== WORK REQUEST ==
How many eggs does a woman usually provide in egg donation, according to the text on egg donation books?

== TEXT EXCERPT ==

# # #

Recent discussions in my book circles involve harrowing tales, now published as books by former egg donors. Some criticize the fertility industry for its “dirty little secrets.”
Being a book reviewer, this topic was one that — while it did not take me by surprise — it certainly necessitates further research on my part to familiarize myself with various aspects of this increasingly complex issue.
Egg donation is the process by which a woman provides one or several (usually 10-15) eggs (ova, oocytes) for purposes of assisted reproduction or biomedical research. For assisted reproduction purposes, egg donation typically involves the process of invitro fertilization as the eggs are fertilized in the laboratory; more rarely, unfertilized eggs are frozen and stored for later use by the intended parents. Egg donation is part of the process of third party reproduction as part of ART (Assisted Reproductive Technology). The ASRM (American Society of Reproductive Medicine) has issued guidelines for these procedures, and the FDA has a number of guidelines as well. There are boards in countries outside of the US who have the same regulations.
The discussion among my author friends involves emotional, physical, mental and spiritual harm done to women who choose to be egg donors.
In Soul Sale: A Rude Awakening, Americus Dotter does a great job of helping the reader feel some of the pain of psychosis, in a tale weaved from her real life experiences. The book explores the issue from several perspectives. She offers stark implications for bioethics.
Elements of fantasy and reality are weaved to give readers an inside look at one woman’s remarkable journey. And while the darkness is spelled out, the book also offers inspiration for women, in the end.
About Americus Dotter’s book, an amazon reviewer wrote:
I walked into a local bookstore to see an artist book signing. I love to read and thought I don’t do much for myself, I am going to buy this book. I didn’t ask what the book was about and I have never just walked up to an author and purchased a book. I was drawn to this woman it was as though I was following a beacon, like something told me I had to stop, I could not pass up this book or meeting.. I am personally dealing with much more than I can handle at the moment and this book and the authors experiences let me know I am not alone. No I didn’t have the same experiences and do not have the same exact mental issues. However, I have had or do have many of the same thoughts and feelings.

# # #

== DATA EXCERPTS ==
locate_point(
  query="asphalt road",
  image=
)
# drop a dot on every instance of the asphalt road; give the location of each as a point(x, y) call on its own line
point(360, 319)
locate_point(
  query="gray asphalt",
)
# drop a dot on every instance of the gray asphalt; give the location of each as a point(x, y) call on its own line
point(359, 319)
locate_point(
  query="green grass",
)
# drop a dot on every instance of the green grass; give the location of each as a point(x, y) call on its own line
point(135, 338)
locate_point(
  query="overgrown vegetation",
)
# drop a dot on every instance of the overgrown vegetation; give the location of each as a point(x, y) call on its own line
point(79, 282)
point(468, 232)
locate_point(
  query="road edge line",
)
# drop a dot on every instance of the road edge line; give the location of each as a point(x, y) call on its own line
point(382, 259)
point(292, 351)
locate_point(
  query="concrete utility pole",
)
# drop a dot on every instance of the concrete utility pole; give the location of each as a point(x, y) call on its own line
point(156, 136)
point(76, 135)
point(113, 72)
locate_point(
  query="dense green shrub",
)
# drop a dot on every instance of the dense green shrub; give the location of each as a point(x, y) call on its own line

# # #

== EXERCISE RESULT ==
Usually 10-15 eggs.